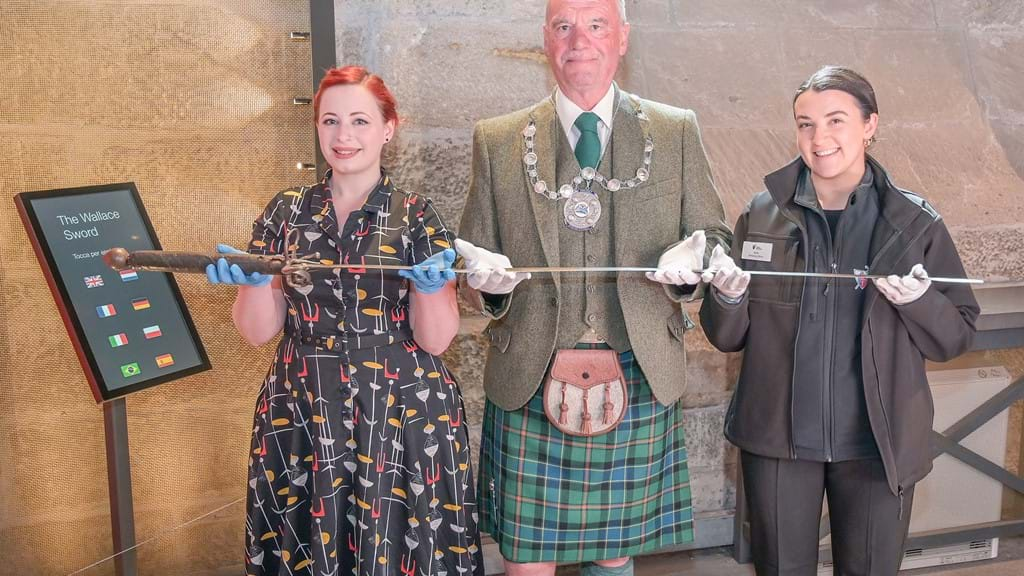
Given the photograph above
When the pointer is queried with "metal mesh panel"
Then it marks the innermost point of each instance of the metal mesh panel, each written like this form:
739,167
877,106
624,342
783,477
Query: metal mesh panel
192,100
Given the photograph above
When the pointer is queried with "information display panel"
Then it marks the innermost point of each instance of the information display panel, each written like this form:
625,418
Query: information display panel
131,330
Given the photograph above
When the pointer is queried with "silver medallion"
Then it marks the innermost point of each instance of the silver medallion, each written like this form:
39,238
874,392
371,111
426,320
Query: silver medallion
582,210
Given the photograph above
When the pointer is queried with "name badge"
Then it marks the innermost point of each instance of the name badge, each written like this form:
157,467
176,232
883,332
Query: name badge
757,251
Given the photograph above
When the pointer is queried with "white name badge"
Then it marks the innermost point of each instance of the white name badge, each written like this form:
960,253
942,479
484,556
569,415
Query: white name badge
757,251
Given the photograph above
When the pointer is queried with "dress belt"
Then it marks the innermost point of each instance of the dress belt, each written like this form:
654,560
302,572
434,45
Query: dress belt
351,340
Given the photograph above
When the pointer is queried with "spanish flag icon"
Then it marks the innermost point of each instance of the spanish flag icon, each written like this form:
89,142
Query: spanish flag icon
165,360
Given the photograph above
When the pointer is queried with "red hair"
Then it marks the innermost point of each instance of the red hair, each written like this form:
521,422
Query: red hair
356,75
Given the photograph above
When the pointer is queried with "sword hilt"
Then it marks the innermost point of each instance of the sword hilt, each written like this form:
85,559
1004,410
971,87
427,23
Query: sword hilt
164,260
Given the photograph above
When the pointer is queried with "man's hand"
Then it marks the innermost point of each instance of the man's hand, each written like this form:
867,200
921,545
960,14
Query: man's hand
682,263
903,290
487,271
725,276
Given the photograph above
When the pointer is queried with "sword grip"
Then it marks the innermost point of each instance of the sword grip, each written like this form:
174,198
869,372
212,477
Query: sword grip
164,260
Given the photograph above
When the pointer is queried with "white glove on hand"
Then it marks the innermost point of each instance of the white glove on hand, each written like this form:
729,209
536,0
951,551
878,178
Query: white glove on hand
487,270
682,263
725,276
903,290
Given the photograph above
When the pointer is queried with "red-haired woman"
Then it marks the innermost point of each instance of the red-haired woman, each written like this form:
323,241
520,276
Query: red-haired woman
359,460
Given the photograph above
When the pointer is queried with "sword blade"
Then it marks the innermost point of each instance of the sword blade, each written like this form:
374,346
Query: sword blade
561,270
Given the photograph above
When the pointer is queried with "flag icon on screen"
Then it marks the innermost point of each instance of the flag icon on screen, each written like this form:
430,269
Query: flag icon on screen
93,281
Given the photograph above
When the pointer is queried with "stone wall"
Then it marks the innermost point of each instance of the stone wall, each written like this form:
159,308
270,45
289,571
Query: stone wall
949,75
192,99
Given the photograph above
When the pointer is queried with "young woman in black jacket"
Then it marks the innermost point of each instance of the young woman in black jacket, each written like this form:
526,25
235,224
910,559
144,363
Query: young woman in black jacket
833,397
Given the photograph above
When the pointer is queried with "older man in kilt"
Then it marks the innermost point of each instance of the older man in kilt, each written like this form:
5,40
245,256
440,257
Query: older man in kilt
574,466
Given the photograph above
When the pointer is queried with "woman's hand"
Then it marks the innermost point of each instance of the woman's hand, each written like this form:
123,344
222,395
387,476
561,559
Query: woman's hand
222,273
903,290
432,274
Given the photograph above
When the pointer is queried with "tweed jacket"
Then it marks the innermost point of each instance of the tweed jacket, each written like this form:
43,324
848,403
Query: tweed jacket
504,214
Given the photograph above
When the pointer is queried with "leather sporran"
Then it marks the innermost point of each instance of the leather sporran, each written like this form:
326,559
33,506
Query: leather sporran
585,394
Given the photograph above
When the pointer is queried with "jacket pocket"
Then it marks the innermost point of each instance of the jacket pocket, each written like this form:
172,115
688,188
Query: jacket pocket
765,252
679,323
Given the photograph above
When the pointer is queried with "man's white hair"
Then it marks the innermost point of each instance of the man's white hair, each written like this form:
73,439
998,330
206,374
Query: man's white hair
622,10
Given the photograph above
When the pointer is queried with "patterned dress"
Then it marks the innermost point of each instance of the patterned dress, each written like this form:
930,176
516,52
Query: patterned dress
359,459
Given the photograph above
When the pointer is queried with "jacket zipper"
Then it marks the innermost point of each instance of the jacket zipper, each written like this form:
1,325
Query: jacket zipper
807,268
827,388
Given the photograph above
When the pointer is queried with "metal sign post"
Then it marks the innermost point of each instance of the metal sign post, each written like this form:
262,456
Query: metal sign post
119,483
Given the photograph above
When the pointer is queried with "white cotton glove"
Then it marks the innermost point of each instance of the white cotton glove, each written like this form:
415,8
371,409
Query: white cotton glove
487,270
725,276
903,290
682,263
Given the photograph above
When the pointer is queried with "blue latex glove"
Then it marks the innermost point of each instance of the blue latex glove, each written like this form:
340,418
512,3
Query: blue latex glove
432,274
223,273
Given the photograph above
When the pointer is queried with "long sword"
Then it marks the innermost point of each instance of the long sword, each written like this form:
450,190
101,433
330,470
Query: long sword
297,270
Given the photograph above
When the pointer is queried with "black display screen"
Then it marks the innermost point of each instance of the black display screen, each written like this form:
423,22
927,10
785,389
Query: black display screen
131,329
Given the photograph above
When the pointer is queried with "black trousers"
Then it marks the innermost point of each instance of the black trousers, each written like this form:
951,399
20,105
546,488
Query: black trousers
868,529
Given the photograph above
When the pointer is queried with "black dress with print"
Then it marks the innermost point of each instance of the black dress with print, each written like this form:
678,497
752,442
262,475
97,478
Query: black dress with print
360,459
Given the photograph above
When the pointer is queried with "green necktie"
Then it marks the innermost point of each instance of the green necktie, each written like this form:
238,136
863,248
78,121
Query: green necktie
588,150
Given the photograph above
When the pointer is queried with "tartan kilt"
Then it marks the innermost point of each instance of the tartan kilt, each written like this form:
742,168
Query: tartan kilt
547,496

==

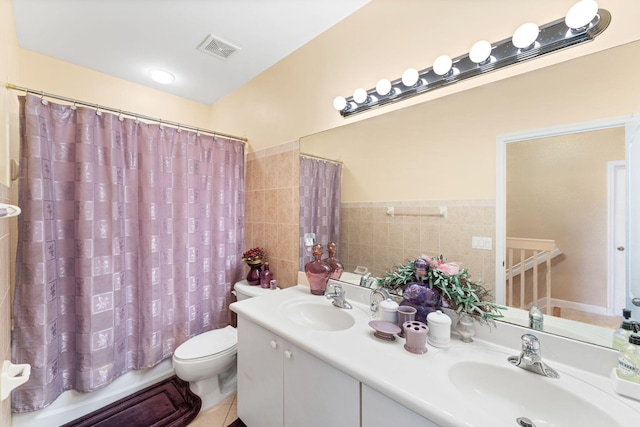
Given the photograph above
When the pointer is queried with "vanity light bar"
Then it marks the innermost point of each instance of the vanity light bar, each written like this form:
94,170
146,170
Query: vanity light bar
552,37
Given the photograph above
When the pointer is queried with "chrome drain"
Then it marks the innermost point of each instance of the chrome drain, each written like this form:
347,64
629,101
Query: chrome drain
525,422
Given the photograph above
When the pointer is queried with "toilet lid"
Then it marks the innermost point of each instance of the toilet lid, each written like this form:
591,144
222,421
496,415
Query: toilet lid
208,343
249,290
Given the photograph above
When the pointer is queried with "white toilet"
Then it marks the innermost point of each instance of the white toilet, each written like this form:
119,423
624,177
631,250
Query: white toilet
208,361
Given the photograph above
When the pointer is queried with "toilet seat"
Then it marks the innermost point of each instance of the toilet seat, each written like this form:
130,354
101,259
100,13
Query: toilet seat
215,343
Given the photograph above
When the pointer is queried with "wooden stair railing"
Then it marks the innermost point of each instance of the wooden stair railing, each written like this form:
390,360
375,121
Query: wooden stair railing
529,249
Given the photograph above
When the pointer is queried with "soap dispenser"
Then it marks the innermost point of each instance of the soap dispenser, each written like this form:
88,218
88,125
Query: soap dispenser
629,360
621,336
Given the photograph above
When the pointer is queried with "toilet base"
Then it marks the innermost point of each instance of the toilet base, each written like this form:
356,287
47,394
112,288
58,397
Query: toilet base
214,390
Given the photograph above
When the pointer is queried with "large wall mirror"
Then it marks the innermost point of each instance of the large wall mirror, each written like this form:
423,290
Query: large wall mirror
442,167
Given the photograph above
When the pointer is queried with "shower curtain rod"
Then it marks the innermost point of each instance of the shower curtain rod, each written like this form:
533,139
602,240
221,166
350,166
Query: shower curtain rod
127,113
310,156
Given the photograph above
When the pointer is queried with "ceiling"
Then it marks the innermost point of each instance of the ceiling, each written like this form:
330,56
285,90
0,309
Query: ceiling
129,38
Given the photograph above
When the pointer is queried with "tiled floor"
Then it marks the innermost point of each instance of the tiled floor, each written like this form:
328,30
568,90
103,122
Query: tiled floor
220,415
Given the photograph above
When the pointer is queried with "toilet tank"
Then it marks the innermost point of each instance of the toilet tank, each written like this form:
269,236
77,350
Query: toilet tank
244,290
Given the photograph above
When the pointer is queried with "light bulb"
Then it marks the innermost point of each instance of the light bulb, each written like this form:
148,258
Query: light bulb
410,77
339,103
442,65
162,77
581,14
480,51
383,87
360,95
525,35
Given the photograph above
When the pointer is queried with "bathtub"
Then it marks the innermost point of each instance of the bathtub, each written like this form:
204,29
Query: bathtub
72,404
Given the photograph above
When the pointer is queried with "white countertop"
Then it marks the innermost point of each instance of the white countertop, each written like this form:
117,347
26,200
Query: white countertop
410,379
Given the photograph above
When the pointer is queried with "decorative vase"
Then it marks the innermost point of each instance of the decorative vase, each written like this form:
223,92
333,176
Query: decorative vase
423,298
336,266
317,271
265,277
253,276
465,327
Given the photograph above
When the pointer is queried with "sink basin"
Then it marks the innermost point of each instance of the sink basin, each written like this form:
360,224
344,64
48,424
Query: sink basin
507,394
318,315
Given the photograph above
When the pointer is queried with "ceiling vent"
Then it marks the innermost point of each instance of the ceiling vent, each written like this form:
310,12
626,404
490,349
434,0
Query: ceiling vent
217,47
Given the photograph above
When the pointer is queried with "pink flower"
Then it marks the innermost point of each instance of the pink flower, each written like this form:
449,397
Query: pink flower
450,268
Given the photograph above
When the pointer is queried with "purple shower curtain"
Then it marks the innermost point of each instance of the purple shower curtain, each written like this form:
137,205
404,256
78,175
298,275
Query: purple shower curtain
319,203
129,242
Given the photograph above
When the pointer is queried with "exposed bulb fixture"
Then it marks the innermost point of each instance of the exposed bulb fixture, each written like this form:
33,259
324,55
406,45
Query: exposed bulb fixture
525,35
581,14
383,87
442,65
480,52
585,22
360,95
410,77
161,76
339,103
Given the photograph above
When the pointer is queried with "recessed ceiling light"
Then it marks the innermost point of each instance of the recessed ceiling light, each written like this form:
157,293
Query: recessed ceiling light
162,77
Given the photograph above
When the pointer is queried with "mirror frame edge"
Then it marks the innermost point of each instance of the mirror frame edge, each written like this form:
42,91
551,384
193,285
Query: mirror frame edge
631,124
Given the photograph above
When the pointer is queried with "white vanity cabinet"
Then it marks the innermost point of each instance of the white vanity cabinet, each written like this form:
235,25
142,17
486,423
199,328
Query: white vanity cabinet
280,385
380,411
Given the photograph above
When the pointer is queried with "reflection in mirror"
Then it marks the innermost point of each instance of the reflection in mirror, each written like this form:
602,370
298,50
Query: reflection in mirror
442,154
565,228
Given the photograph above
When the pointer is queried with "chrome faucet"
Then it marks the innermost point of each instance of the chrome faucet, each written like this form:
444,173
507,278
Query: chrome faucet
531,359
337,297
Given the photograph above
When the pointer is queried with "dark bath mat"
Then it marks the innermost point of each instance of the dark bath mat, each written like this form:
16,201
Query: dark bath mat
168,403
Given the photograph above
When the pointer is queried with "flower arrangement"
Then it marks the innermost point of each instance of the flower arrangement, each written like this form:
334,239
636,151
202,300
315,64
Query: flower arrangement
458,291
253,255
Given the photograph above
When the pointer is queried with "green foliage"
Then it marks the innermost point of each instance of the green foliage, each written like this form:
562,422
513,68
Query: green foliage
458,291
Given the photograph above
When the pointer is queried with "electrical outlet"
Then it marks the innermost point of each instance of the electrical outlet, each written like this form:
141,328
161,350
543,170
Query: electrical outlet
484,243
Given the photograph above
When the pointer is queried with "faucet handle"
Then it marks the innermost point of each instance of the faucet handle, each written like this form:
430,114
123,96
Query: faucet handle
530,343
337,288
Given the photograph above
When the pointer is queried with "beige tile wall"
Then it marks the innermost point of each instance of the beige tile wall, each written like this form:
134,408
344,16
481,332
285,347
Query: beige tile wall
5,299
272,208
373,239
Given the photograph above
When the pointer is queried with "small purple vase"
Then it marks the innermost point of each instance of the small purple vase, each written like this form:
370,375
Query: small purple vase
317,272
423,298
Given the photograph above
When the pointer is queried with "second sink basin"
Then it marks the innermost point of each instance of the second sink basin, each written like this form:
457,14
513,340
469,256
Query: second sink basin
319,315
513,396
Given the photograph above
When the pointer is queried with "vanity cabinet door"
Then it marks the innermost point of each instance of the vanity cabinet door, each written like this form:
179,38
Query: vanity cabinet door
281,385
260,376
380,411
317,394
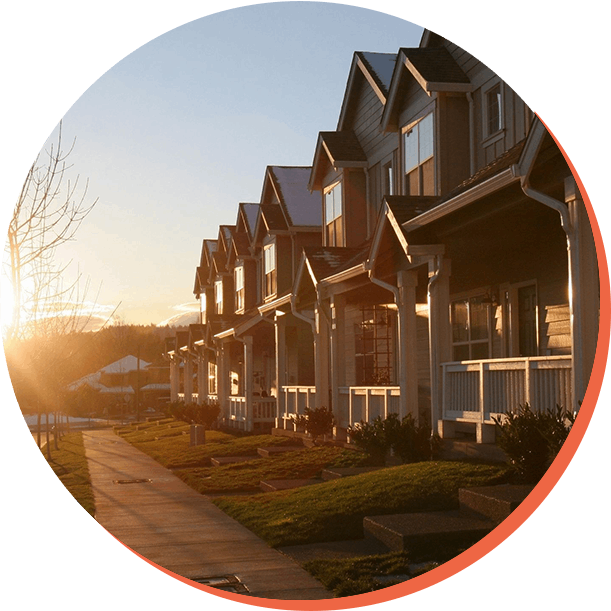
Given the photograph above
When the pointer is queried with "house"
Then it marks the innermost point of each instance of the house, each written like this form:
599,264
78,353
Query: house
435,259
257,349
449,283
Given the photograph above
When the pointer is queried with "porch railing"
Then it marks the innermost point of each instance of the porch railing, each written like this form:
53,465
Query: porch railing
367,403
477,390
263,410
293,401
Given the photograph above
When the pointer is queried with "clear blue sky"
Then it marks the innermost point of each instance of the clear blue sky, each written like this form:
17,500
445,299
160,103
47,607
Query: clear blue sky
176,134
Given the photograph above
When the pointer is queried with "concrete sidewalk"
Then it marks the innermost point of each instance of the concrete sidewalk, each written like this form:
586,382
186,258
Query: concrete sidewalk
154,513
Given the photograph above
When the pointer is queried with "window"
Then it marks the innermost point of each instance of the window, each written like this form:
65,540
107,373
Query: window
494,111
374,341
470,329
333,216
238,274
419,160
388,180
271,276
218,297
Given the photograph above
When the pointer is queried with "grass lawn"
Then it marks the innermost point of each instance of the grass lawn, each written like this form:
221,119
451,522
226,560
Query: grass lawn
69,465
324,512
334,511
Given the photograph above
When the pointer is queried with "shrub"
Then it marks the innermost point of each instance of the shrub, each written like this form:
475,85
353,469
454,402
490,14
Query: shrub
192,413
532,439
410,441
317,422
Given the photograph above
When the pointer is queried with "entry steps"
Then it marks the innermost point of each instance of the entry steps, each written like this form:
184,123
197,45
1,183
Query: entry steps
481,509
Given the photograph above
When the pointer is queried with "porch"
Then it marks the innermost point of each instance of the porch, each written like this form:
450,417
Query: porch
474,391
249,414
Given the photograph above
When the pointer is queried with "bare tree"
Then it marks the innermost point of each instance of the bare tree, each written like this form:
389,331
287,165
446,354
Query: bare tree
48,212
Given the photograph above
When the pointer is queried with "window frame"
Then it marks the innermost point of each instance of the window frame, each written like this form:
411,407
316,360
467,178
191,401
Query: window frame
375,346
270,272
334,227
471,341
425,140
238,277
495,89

◆ WHAT THIS TASK INVOLVES:
Pull out every line of the data above that contains the word "older", matching uppercase and lowercase exactly.

◆ TASK SOLUTION:
When the pointer is queried with "older man in kilt"
Then it marks the innermost point of each instance of the older man in kilt, each written like this form:
Query: older man in kilt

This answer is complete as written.